* _TASKS_:
(A) Answer these questions from the forum thread on combat robot axes, marking each answer with the same numeral:
(i) Which method used on terrorhurtz is suggested for coupling two bicycle rams?
(ii) What is the mass of the hatchet on the feather axe robot?
(iii) What is the no load speed of an EV on 24V?
(B) From the forum thread on combat robot axes, reproduce the passage starting with "The robots weapon" and going on through "around 600 Watts.".

======== DOCUMENT PASSAGE ========

If you have a 10,000 Watt peak output motor attached to a very light axe, so that it only took only 1 millisecond to fire, then there is no way that it can deliver more than 10 Joules of energy.
Whereas, if you connected it to a very heavy axe, so that it took 0.5 secs to fire, then it has the potential to deliver up to 5000 Joules.
Im building a Rexs Robot Challenge style FW for my IVA project at college, and I want an axe robot rather than a flipper, and I am unsure of a mechanism that uses both rams. Any clues ? I can use a motor, but Id need extra batteries for that
A motor would be easier, as you cant get much space and pressure in a fizzy drinks bottle (meaning less potential shots from the rams than Co2). Ive got to admit a Co2 axe would look better though. It would be quite easy to couple two bicycle rams together and use the same rack & pinion meathod as used on terrorhurtz, although the rack and pinion would probably require machining a new rod (the moving bit) for the ram(s).
You could use a crank lever system powered by a motor. Similar to what Mortis has.
for electric featherweight axes, e-mail me on james@jamesbaker.f9.co.uk and Ill send you a pic and info.
the design was entirly from my own knowledge of degree level engineering, and nothing else.
Having an astronomical respect for my knowledge, my friend then asked everyman and his dog for advice, including John Reid, and the solution he came up with using Johns figures and many computer programs was.... exacly the same as my solution.... exactly. So Id say that sticking to basic pricipals is by far the easiest way to build an effectice axe and if you do not have the maths background e-mail me and Ill send you info about mine
cheers
james
Ive had a look at Pauls equations and Ive fed in all the stats for my feather axe robot. I had to do this on paper as I dont have Excel. I ended with an answer that I was expecting, but when I then tried to modify the inputs for the gear reduction which my robot has the answer ended up at less then a 3rd of the energy. Anybody care to help explain this?
The robots weapon is a 1kg hatchet driven from an E.V. Warrior at 24V with a 4:1 reduction through chains and sprockets. The energy calculated before reduction was 1.4kj and after reduction was 0.4kj. A photo of the half completed robot can be found here http://www.robowars.org/forum/album_pic.php?pic_id=346http://www.robowars.org/forum/album_pic.php?pic_id=346
An EV Warrior powered by two 24V 3Ah Nicad sets would have a peak power output of around 600 Watts.
Say the axe sweep lasted 0.2 secs, then the maximum possible energy would be 120 Joules.
To get a crude approximation to the sweep time, use the formula: t=(2 * s^2 * m / P)^0.3333
where s is the sweep distance of the axe, m is the mass of the axe head and P is the power of the motor. Assuming a 300mm long shaft, then this gives 0.14 secs and 86 Joules.
If you doubled the length of the axe shaft to 600mm and doubled the axe head to 2kg, then you could get it up to 0.29 secs and 170 Joules. With this setup, you would want a gear ratio of around 20 to 1.
To get a very crude idea of the gear ratio required, use the time of the swing to get the average rotational speed of the axe. With the current setup 0.14 secs for half a revolution = 3.5 revs/sec = 210 rpm.
The no load speed of an EV on 24V is 5000 rpm, so the speed at which peak power is produced is 2500 rpm. So the gear ratio should be around 10 to 1.
Youll be glad to hear that you are only losing around 10% in energy by running at 4 to 1 rather than 10 to 1. You will however be drawing a lot more current from the batteries.
Ive made a fether with an axe. Its just a thwack bot, using the stinger-like system. I still have to get it a bit more reliable though :)
See my profile for a picture.
It uses 2 drill motors for each wheel. I still have to replace the actual axe, but its more of a show-bot anyway.
a better way to express the sweep time formula would be:
t = (2 * s^2 * m / P)^(1/3)
x^(1/3) is the cube root of x
s^2 = s squared

======== SOURCE DATA ========

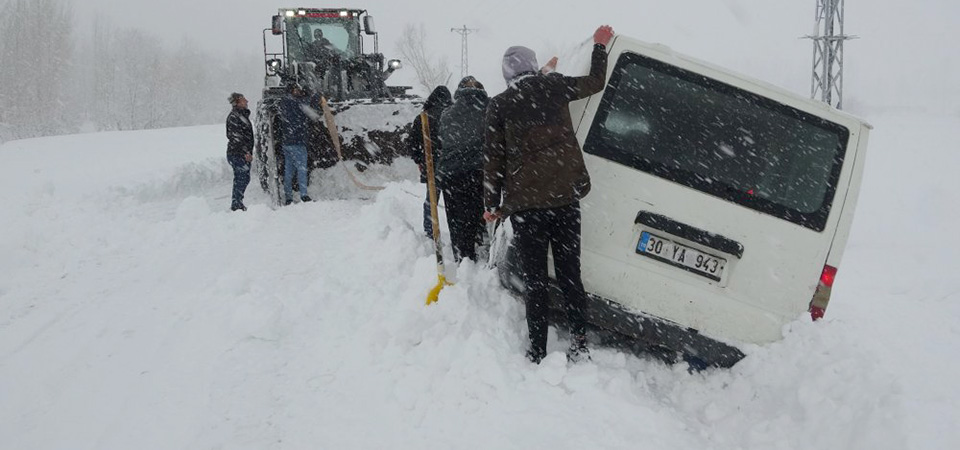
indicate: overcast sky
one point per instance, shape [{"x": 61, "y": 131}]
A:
[{"x": 906, "y": 56}]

========

* _FULL SOLUTIONS_:
(A)
(i) The rack & pinion method.
(ii) 1kg.
(iii) 5000 rpm.

(B)
The robots weapon is a 1kg hatchet driven from an E.V. Warrior at 24V with a 4:1 reduction through chains and sprockets. The energy calculated before reduction was 1.4kj and after reduction was 0.4kj. A photo of the half completed robot can be found here http://www.robowars.org/forum/album_pic.php?pic_id=346http://www.robowars.org/forum/album_pic.php?pic_id=346
An EV Warrior powered by two 24V 3Ah Nicad sets would have a peak power output of around 600 Watts.